# Entries shown
|---|
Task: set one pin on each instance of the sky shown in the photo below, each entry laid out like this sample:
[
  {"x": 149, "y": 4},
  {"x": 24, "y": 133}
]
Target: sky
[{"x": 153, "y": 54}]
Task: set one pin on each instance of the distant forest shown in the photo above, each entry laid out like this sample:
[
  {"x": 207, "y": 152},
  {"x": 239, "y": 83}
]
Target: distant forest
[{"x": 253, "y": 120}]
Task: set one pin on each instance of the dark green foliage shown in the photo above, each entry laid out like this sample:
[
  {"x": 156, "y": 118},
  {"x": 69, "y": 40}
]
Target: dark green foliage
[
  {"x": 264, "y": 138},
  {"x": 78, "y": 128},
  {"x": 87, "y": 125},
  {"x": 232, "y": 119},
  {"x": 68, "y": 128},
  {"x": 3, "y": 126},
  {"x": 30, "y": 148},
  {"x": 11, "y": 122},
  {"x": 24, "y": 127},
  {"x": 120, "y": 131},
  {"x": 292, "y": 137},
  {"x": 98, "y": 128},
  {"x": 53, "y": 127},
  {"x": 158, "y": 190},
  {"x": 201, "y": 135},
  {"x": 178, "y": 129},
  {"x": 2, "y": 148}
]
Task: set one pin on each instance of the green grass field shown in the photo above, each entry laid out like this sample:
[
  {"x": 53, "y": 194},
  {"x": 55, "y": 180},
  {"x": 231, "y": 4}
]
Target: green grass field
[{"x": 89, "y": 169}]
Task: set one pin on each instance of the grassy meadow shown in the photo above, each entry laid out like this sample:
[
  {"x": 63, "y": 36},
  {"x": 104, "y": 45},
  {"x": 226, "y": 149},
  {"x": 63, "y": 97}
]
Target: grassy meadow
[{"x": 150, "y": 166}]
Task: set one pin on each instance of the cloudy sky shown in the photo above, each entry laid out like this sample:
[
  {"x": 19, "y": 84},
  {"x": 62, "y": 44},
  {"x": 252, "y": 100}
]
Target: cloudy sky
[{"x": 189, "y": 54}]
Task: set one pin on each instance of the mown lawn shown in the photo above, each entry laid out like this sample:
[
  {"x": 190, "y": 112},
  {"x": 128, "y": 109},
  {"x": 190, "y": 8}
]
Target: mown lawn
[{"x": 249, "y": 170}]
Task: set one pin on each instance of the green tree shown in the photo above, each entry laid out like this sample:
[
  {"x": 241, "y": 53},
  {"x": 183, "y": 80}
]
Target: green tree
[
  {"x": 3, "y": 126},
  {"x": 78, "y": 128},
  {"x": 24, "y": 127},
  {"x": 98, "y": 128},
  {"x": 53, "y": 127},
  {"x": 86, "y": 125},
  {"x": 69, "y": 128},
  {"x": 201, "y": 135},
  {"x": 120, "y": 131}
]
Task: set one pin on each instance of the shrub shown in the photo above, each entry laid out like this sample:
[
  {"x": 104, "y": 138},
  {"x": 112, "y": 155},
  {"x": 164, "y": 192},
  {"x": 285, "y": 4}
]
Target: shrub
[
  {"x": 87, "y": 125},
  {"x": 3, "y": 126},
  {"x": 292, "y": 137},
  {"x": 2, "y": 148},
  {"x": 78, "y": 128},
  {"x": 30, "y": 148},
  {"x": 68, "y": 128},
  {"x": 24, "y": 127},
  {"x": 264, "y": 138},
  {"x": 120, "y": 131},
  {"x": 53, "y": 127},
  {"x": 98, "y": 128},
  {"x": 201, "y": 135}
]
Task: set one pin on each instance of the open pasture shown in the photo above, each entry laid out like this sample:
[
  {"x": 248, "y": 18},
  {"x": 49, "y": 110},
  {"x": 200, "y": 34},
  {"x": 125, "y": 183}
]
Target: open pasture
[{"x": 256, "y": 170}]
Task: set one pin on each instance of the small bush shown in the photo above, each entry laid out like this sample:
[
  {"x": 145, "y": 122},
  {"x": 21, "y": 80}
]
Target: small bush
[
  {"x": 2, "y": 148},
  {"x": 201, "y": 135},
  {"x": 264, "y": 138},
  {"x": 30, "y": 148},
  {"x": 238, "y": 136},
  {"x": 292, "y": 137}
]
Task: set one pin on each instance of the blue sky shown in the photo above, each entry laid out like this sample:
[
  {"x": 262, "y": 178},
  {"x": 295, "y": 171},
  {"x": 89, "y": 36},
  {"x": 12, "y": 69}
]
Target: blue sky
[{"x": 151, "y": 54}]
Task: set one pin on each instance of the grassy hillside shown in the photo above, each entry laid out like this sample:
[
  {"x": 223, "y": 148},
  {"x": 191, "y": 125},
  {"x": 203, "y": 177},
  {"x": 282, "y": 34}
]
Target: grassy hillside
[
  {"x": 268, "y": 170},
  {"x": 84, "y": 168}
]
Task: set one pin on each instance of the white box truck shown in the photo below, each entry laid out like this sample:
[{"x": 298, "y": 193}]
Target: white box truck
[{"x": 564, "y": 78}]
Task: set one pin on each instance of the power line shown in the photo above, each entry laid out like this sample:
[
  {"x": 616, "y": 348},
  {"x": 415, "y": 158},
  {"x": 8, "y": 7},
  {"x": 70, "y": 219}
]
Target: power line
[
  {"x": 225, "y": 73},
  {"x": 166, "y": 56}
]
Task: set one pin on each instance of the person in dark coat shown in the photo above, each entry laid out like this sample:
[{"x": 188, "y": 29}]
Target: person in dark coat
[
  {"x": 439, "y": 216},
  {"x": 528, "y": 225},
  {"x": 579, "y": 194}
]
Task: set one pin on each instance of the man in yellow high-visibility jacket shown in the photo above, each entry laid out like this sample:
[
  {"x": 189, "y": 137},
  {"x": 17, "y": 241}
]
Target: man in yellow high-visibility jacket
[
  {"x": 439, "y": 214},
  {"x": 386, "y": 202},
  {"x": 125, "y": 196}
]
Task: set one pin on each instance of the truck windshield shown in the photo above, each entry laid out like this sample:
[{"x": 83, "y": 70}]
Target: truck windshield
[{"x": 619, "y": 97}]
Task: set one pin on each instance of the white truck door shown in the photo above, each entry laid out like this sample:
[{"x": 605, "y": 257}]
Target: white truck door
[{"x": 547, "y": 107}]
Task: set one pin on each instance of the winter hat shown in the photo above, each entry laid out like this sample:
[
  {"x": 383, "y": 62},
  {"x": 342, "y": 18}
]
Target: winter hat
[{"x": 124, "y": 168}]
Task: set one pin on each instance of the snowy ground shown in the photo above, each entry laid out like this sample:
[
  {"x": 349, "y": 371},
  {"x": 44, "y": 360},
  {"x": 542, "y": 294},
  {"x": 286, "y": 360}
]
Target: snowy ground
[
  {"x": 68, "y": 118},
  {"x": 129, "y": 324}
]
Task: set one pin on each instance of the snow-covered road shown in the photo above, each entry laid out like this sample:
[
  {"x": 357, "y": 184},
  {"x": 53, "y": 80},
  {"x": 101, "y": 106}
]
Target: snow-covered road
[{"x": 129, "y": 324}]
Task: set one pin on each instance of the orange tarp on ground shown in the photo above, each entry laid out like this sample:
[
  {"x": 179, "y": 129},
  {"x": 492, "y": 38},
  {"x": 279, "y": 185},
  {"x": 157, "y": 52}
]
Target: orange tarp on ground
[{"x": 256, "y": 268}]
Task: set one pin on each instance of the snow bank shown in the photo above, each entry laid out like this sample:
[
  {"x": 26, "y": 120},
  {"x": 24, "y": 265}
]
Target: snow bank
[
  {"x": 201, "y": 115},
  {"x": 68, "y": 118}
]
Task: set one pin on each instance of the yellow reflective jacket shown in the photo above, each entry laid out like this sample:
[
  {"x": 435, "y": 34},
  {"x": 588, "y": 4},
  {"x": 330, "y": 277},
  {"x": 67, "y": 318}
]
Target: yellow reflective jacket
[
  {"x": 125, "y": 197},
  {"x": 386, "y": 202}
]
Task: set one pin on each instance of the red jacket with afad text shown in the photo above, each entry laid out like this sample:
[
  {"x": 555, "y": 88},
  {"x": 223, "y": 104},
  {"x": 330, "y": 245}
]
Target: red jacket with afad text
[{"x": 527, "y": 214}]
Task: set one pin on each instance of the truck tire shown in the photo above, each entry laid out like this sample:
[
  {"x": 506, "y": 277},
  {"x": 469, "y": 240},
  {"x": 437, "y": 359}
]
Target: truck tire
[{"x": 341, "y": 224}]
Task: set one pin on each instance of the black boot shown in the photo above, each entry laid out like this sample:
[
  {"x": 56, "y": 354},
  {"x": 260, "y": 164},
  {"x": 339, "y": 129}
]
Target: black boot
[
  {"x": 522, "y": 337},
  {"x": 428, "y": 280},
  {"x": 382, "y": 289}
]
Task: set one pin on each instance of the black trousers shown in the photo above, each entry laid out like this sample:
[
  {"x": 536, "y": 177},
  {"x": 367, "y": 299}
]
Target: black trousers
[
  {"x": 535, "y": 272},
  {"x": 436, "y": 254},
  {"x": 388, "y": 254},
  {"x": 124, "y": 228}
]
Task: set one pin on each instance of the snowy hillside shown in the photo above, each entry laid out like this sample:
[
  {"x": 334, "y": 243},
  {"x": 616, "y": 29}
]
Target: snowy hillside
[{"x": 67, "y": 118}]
|---|
# Short exercise
Rewrite every line from the one containing "Task: set one pin on each instance of the snowy hillside" through the end of the items, inclusive, with "snowy hillside" replaced by "snow-covered slope" and all else unchanged.

# Task answer
Task: set one pin on each instance of the snow-covered slope shown in the photo above, each entry laid out like this sample:
[
  {"x": 334, "y": 243},
  {"x": 616, "y": 29}
]
Target: snow-covered slope
[{"x": 67, "y": 118}]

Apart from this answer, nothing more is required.